-- BEGIN Provided records --
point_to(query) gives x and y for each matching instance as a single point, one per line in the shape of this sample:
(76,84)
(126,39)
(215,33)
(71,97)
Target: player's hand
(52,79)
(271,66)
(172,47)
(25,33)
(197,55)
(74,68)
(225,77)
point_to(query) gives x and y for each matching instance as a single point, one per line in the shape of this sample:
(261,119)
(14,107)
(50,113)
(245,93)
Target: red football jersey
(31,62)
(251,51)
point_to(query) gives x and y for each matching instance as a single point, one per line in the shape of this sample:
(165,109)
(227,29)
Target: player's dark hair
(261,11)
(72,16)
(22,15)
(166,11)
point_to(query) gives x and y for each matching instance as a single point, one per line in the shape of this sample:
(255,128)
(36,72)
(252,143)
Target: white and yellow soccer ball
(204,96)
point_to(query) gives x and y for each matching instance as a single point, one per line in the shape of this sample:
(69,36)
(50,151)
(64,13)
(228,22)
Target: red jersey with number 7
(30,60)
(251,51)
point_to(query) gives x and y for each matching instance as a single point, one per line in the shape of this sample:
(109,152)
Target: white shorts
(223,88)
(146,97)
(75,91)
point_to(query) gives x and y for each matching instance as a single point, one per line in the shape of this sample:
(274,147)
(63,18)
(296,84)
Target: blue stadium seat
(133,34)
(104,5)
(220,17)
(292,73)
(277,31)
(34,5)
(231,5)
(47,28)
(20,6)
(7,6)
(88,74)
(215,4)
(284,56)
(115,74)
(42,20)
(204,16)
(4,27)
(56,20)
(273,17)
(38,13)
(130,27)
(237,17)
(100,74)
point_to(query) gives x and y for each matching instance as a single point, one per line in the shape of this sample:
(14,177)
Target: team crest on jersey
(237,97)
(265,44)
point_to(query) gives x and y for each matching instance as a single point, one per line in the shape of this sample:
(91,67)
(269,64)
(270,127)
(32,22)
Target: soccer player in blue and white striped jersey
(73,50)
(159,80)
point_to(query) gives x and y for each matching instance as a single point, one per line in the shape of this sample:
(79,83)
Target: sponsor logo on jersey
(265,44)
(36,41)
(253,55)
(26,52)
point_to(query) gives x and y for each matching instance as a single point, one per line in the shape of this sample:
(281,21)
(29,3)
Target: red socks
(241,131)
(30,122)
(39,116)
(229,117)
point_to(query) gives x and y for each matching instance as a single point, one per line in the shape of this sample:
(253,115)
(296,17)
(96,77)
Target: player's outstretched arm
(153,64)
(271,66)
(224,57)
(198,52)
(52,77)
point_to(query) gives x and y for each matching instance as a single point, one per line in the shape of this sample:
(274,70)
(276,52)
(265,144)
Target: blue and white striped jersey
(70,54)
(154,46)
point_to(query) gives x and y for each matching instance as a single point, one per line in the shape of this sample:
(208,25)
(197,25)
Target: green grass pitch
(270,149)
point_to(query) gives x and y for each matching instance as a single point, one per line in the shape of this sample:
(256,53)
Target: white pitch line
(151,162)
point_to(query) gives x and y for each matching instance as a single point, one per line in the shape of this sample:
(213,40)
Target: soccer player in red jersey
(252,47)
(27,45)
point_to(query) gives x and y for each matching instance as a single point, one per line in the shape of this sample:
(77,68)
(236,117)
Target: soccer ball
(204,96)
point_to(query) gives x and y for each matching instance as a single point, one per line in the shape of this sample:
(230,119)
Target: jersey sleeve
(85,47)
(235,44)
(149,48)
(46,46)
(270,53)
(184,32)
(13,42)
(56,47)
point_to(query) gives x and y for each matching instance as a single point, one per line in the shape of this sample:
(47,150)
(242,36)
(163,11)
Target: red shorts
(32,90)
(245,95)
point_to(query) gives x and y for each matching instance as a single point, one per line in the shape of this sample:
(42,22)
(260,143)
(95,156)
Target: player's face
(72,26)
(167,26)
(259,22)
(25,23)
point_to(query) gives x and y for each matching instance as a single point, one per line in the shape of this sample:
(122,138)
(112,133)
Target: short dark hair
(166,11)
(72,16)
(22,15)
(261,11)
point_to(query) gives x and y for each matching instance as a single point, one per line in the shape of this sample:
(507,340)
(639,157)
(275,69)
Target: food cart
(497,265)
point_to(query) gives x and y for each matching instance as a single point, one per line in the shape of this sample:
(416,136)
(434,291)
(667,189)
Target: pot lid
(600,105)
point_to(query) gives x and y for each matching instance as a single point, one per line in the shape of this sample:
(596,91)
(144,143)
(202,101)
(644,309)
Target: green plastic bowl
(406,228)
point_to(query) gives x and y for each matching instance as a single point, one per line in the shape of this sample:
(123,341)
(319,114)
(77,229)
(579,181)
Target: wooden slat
-- END Provided records --
== Objective ==
Copy out every line of the material that contains the string "hair".

== The response ==
Target: player's dark hair
Target: short dark hair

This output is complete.